### What you have to do
Can you quote the olive harvest text word for word from "With the coming" to "in olive harvesting."?

### Document extract

Olive Harvesting Season

With the coming of autumn, the goodness, blessing and giving seasons start in the fields and mountains stretching all over the Syrian countryside

And here, in Homs, in the plains and the mountains of the steadfast city, olive harvest has begun. This occasion that brings everyone in the fields. Songs are absent this season just as they had been in the previous three years. Blackness and sadness overshadowing the joy of the harvest because of the absence of the sons, the martyred sons who were helping in olive harvesting.

Olive has a great importance in the Syrian peasant life. As well as being economically important, the crop has its great religious and historical significance.

Mystical Olive Oil

Olive trees have a long life and are believed to live 300 to 600 years. Even when its trunk and branches may die, the olive tree sprouts once again bringing life into a new tree. Today it is estimated that approximately 800 million olive trees thrive on earth with approximately 400 different varieties of olive trees cultivated worldwide.

Cultivation of the Olive trees, is one of the oldest signs of civilization in the world. It even preceded writing. The Olive culture, derived from the benefits of Olive Oil, and the mythology linked to it spread through the Phoenicians to Greece, and from Greece to Rome, and then to the rest of the Western world.

The Mediterranean world has regarded the olive as sacred for thousands of years. In many religions and cultures throughout history, the olive tree has served some purpose and has been a symbol of peace, life, and fertility. Ebla, the first civilization proven to have known olive oil, offered the golden liquid to their gods.

### Supplied entries
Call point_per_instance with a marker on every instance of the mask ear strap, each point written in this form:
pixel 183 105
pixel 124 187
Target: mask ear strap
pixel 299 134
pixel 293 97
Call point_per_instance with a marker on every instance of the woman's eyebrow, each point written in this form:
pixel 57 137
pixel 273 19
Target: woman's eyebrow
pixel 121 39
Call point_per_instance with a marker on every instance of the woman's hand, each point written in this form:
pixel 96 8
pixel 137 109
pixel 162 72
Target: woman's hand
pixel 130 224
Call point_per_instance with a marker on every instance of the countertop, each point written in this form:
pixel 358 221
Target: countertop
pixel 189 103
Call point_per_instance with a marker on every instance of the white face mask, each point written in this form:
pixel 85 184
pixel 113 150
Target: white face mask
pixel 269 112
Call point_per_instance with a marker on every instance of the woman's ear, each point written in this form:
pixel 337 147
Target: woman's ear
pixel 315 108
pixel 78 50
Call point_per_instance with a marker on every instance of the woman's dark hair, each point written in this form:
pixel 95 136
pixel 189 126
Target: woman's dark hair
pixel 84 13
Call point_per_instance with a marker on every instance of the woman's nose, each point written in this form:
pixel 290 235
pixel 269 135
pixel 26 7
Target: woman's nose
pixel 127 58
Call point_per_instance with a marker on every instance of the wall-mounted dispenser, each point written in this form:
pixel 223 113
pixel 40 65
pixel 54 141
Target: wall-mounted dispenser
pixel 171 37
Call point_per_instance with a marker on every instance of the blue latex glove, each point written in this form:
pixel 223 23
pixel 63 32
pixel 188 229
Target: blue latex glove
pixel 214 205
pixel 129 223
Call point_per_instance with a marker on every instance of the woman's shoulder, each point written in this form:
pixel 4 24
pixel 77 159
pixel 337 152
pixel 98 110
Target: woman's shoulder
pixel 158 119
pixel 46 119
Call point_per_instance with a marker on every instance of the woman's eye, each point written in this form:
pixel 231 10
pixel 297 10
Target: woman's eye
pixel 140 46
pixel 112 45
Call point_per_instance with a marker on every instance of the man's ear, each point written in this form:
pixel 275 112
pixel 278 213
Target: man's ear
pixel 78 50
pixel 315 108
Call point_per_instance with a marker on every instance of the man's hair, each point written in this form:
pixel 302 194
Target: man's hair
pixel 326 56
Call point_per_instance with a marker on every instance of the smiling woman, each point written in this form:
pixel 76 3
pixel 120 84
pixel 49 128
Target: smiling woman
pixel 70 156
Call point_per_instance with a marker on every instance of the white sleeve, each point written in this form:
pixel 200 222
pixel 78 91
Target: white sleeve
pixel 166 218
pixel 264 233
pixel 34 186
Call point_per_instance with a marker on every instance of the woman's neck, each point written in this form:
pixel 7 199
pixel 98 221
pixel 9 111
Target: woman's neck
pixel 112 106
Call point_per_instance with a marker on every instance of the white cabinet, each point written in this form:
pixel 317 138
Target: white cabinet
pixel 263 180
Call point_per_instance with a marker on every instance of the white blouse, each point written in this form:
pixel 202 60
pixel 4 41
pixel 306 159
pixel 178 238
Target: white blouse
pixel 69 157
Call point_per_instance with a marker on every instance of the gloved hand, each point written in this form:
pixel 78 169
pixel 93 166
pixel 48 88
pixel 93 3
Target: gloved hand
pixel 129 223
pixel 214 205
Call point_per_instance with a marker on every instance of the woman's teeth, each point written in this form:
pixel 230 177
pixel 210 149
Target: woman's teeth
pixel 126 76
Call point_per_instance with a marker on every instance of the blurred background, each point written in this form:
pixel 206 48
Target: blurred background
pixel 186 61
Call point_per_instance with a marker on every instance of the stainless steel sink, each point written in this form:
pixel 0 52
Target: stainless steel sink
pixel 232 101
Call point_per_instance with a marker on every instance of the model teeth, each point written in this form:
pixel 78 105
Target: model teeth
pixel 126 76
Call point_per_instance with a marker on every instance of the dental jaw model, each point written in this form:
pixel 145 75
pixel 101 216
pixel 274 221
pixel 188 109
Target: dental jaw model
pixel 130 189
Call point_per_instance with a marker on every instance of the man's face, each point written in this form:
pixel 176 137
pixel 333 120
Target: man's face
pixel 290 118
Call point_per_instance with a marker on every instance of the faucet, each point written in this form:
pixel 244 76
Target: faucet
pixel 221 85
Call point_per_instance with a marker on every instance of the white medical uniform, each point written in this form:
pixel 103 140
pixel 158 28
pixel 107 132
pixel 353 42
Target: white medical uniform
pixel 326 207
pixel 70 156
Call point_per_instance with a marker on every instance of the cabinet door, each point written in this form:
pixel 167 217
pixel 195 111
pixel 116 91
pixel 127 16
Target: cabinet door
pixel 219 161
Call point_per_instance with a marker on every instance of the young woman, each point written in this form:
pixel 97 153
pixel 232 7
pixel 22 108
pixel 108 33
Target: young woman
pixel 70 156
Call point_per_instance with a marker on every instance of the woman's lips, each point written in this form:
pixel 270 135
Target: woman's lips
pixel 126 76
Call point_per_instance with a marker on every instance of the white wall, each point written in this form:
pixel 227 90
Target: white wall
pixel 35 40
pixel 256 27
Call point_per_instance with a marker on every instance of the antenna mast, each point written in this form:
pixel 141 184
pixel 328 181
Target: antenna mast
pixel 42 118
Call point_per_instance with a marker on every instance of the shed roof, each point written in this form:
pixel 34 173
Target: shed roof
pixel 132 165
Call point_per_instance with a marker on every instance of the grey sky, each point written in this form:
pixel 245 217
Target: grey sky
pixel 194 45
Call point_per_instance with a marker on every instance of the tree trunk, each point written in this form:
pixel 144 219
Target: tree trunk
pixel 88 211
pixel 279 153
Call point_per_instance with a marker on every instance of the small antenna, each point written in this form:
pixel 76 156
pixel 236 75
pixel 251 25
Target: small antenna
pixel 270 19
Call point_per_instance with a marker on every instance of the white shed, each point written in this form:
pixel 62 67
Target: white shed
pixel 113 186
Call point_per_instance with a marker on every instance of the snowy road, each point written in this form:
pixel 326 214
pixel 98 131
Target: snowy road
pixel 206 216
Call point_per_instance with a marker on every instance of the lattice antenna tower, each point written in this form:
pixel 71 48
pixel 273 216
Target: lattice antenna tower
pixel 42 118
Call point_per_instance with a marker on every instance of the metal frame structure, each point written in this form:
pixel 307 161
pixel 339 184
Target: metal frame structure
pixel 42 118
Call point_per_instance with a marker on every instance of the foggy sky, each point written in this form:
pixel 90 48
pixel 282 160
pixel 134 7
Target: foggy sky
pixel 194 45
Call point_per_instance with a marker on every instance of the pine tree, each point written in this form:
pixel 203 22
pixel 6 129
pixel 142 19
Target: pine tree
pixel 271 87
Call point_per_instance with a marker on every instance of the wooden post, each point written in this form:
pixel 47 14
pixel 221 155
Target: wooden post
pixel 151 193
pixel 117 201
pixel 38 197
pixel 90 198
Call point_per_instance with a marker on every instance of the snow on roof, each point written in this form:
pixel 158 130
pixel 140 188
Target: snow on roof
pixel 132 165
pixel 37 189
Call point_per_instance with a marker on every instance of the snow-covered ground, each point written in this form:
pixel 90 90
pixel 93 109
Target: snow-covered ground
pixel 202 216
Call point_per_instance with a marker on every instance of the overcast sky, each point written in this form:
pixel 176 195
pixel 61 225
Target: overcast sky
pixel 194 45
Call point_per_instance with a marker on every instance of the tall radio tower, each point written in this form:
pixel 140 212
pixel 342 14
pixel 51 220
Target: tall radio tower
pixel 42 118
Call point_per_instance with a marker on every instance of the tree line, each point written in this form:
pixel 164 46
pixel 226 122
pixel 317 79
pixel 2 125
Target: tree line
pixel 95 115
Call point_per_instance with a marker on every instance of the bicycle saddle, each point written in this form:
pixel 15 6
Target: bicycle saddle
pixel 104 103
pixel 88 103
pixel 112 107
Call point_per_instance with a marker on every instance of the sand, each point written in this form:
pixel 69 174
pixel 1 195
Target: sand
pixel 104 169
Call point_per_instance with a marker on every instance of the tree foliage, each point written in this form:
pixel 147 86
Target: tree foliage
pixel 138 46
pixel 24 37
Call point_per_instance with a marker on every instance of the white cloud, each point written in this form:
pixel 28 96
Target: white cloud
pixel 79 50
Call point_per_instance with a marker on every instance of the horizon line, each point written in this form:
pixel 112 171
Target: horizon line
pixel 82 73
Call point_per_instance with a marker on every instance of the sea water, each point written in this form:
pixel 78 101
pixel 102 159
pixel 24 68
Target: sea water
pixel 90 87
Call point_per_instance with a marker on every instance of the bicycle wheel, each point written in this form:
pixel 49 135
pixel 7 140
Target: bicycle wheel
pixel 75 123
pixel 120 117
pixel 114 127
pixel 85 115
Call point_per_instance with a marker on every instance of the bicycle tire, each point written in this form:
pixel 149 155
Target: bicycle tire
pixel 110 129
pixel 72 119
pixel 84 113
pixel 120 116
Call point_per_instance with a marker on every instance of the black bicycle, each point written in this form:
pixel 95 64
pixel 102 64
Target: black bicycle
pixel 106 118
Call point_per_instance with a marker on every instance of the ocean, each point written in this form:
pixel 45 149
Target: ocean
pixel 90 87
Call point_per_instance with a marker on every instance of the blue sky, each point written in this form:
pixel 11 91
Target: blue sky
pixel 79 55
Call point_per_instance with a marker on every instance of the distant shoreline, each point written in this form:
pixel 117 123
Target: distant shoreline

### Expected answer
With the coming of autumn, the goodness, blessing and giving seasons start in the fields and mountains stretching all over the Syrian countryside

And here, in Homs, in the plains and the mountains of the steadfast city, olive harvest has begun. This occasion that brings everyone in the fields. Songs are absent this season just as they had been in the previous three years. Blackness and sadness overshadowing the joy of the harvest because of the absence of the sons, the martyred sons who were helping in olive harvesting.